# Exercise task
Return the lines below word for word, leaving out the pictures.

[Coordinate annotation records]

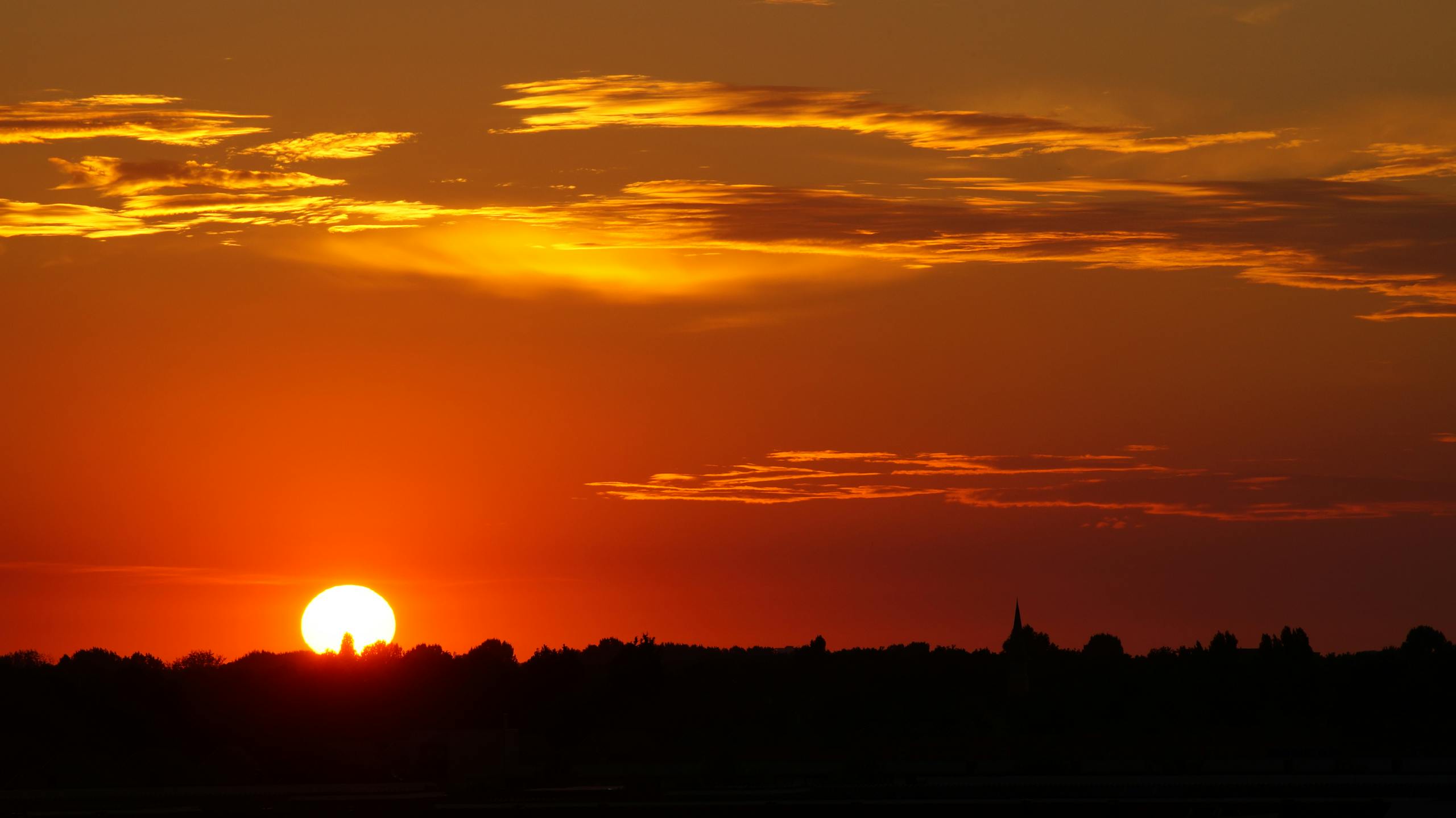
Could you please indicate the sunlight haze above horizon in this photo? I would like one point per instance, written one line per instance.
(730, 322)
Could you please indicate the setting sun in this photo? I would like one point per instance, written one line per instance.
(347, 609)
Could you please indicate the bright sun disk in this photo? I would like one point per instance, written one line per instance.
(347, 609)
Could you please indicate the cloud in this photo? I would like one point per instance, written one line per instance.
(127, 115)
(115, 178)
(171, 574)
(35, 219)
(1305, 233)
(634, 100)
(1403, 160)
(331, 146)
(175, 213)
(1295, 233)
(1097, 484)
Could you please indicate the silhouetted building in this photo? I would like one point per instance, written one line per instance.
(1015, 648)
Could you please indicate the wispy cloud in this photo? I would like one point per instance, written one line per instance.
(1088, 482)
(1403, 160)
(331, 146)
(1295, 233)
(111, 176)
(165, 574)
(640, 101)
(35, 219)
(175, 213)
(129, 115)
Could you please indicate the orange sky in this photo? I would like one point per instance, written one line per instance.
(733, 322)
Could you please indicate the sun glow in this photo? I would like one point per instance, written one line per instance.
(347, 609)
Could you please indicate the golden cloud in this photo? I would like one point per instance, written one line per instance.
(34, 219)
(1401, 160)
(115, 178)
(1295, 233)
(634, 100)
(331, 146)
(129, 115)
(1090, 482)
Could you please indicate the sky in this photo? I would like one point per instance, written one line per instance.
(730, 322)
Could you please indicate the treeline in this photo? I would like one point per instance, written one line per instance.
(389, 714)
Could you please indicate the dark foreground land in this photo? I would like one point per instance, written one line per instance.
(628, 727)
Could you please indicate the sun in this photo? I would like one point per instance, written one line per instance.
(347, 609)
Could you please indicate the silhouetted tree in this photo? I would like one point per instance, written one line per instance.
(1290, 644)
(1424, 641)
(493, 652)
(198, 660)
(1104, 647)
(382, 651)
(1223, 644)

# Output for this task
Could you please indicate the sunlight haze above horizon in this photo? I would like one point per instance, written one line per instance.
(730, 322)
Could you please indicate the setting sun in this photo? I would like one point per instance, written one line per instance.
(347, 609)
Could you please indicate the bright sun disk in this photo? I would like one point per instance, written one line per instance.
(347, 609)
Could you please indicate the cloud in this photo? I would like one point per instance, written one line per instance.
(127, 115)
(115, 178)
(171, 574)
(35, 219)
(1305, 233)
(634, 100)
(1403, 160)
(331, 146)
(175, 213)
(1295, 233)
(1097, 484)
Could you please indicate the silhouetted building in this photo? I would like one point per instance, written one line per instance.
(1015, 648)
Could you please indicate the wispy cloud in this photo? I would like one point per instance, written one line per instance.
(1088, 482)
(1403, 160)
(331, 146)
(1295, 233)
(111, 176)
(165, 574)
(640, 101)
(35, 219)
(175, 213)
(129, 115)
Could you please indicate the orange sky in this photo? I would like one point per instance, written one line per instance.
(733, 322)
Could you please indicate the sun glow in this photo? I would like one point per instance, written one line per instance.
(347, 609)
Could you please indicate the golden cloud in this photo? I would like one point per instance, written one line per instance.
(34, 219)
(1401, 160)
(115, 178)
(1295, 233)
(634, 100)
(331, 146)
(129, 115)
(1090, 482)
Could you please indicate the sky in this photo? I would like one point per instance, written one line per instance.
(730, 322)
Could you please indicate the treeline in this photo? I would like one point per instance, written one line per instance.
(389, 714)
Could you please indicate the dark foreground land in this photo? I would like one point per instance, written one line per instance.
(628, 727)
Could you please indicate the sun in this photo? I would like one point per instance, written one line per instance.
(347, 609)
Could you please indicate the silhouetted tree in this photo? I would like one point per instance, written one line per instance.
(1290, 644)
(1424, 641)
(493, 652)
(198, 660)
(1104, 647)
(382, 651)
(1223, 644)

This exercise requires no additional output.